Only parquet files that owned by the FileSet will be read and converted. The parquet files that materialized by FileSet have the name pattern “data_<query_id>_<some_sharding_order>.snappy.parquet”.

Returns:

A Snowpark dataframe that contains the data of this FileSet.

Note: The dataframe generated by this method might not have the same schema as the original one. Specifically,
  • NUMBER type with scale != 0 will become float.

  • Unsupported types (see comments of make()) will not have any guarantee.

    For example, an OBJECT column may be scanned back as a STRING column.

This function or method is in private preview since 0.2.0.

to_tf_dataset(*, batch_size: int, shuffle: bool = False, drop_last_batch: bool = True) Any

Transform the Snowflake data into a ready-to-use TensorFlow tf.data.Dataset.

Parameters:
  • batch_size – It specifies the size of each data batch which will be yield in the result datapipe

  • shuffle – It specifies whether the data will be shuffled. If True, files will be shuffled, and rows in each file will also be shuffled.

  • drop_last_batch – Whether the last batch of data should be dropped. If set to be true, then the last batch will get dropped if its size is smaller than the given batch_size.

Returns:

A tf.data.Dataset that yields batched tf.Tensors.

Examples: >>> conn = snowflake.connector.connect(**connection_parameters) >>> fileset = FileSet.make( >>> sf_connection=conn, name=”helloworld”, target_stage_loc=”@mydb.myschema.mystage” >>> query=”SELECT * FROM Mytable” >>> ) >>> dp = fileset.to_tf_dataset(batch_size=1) >>> for data in dp: >>> print(data) —- {‘_COL_1’: <tf.Tensor: shape=(1,), dtype=int64, numpy=[10]>}

This function or method is in private preview since 0.2.0.

to_torch_datapipe(*, batch_size: int, shuffle: bool = False, drop_last_batch: bool = True) Any

Transform the Snowflake data into a ready-to-use Pytorch datapipe.

Return a Pytorch datapipe which iterates on rows of data.

Parameters:
  • batch_size – It specifies the size of each data batch which will be yield in the result datapipe

  • shuffle – It specifies whether the data will be shuffled. If True, files will be shuffled, and rows in each file will also be shuffled.

  • drop_last_batch – Whether the last batch of data should be dropped. If set to be true, then the last batch will get dropped if its size is smaller than the given batch_size.

Returns:

A Pytorch iterable datapipe that yield data.

Examples: >>> conn = snowflake.connector.connect(**connection_parameters) >>> fileset = FileSet.make( >>> sf_connection=conn, name=”helloworld”, target_stage_loc=”@mydb.myschema.mystage” >>> query=”SELECT * FROM Mytable” >>> ) >>> dp = fileset.to_torch_datapipe(batch_size=1) >>> for data in dp: >>> print(data) —- {‘_COL_1’:[10]}

This function or method is in private preview since 0.2.0.

Attributes

name

Get the name of the FileSet.

================================

Given problem 1: Quote the part of the FileSet reference from "A Snowpark dataframe" through "a STRING column.".
Given problem 2:
Answer these questions using the FileSet reference.
(a) What name pattern do the parquet files materialized by FileSet have?
(b) What type does a NUMBER type with scale != 0 become in the Snowpark dataframe?
(c) What does to_tf_dataset return?
Given problem 3: Sum up the FileSet reference in two sentences.

Provided data:
================================

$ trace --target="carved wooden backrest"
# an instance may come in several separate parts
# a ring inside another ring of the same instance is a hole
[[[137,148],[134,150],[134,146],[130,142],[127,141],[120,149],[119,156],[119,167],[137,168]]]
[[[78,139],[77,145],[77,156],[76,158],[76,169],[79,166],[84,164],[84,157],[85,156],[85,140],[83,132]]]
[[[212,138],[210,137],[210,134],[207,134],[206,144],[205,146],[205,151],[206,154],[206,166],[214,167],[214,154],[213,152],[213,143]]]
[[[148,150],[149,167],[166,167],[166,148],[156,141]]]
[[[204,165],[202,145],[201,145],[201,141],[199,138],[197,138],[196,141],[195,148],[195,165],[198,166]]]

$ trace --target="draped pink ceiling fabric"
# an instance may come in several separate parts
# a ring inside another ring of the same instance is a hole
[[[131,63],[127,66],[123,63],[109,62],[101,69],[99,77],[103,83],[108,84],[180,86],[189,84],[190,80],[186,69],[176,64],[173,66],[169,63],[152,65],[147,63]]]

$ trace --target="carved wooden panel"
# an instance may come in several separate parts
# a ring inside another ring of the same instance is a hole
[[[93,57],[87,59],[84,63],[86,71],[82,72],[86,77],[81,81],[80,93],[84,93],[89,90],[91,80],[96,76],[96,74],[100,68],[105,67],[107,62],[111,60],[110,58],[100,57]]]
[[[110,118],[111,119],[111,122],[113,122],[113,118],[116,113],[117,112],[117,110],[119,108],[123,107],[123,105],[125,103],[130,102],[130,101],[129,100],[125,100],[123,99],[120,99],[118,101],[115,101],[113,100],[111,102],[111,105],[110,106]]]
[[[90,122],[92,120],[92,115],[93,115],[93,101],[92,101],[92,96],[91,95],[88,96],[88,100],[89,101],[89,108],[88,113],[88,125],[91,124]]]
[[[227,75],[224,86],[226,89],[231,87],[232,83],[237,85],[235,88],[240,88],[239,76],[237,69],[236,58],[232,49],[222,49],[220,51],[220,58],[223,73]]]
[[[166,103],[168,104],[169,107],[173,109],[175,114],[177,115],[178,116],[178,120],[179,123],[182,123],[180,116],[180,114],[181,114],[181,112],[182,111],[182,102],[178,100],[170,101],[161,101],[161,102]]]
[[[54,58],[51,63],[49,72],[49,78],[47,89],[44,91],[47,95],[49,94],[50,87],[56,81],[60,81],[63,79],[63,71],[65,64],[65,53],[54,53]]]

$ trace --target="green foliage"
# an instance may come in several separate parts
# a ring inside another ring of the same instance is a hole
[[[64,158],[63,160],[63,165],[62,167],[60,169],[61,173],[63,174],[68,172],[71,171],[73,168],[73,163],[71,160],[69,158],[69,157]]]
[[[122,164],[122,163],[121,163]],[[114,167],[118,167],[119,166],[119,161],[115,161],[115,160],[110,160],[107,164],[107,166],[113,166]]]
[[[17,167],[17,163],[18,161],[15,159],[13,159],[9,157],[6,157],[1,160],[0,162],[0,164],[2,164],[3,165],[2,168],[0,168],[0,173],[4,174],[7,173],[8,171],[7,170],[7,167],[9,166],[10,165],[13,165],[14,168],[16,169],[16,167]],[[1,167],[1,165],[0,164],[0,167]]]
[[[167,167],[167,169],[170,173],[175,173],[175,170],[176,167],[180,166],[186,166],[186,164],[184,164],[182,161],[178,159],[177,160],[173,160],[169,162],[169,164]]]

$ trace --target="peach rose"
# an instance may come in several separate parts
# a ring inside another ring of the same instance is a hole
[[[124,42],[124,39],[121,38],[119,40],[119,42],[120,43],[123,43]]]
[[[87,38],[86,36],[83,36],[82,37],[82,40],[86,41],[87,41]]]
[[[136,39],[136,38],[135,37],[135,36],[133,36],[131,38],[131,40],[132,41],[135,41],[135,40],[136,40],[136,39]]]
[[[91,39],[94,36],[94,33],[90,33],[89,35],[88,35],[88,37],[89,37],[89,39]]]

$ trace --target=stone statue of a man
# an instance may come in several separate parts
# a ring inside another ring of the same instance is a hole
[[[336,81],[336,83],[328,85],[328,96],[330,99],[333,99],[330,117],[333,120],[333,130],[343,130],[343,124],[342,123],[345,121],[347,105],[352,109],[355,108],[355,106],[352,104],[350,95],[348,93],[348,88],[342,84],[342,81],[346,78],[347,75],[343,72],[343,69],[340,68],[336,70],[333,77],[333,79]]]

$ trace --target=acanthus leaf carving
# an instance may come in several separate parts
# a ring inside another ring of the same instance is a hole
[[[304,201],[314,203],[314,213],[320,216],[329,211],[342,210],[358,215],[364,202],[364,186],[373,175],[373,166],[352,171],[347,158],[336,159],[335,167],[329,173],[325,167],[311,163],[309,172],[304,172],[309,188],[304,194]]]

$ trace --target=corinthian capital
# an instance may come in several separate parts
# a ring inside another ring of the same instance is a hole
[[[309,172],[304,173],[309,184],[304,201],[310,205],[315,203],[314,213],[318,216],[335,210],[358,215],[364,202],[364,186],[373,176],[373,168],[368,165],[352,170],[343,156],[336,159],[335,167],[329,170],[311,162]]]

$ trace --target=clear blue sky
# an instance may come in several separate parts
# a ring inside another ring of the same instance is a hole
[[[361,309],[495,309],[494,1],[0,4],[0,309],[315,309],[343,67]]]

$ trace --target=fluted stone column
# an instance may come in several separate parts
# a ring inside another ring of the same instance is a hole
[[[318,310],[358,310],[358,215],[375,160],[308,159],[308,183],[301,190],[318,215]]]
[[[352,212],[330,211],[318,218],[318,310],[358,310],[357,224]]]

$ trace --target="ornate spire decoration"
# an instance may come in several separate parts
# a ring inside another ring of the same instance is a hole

================================

Expected answer 1:
A Snowpark dataframe that contains the data of this FileSet.

Note: The dataframe generated by this method might not have the same schema as the original one. Specifically,
  • NUMBER type with scale != 0 will become float.

  • Unsupported types (see comments of make()) will not have any guarantee.

    For example, an OBJECT column may be scanned back as a STRING column.

Expected answer 2:
(a) "data_<query_id>_<some_sharding_order>.snappy.parquet"
(b) Float.
(c) A tf.data.Dataset that yields batched tf.Tensors.

Expected answer 3: The FileSet reference describes returning a Snowpark dataframe with the FileSet's data, whose schema might not match the original, since NUMBER types with scale != 0 become float and unsupported types have no guarantee. It also covers to_tf_dataset and to_torch_datapipe, which turn the Snowflake data into a TensorFlow tf.data.Dataset or a Pytorch datapipe using the batch_size, shuffle, and drop_last_batch parameters, and it notes these methods are in private preview since 0.2.0.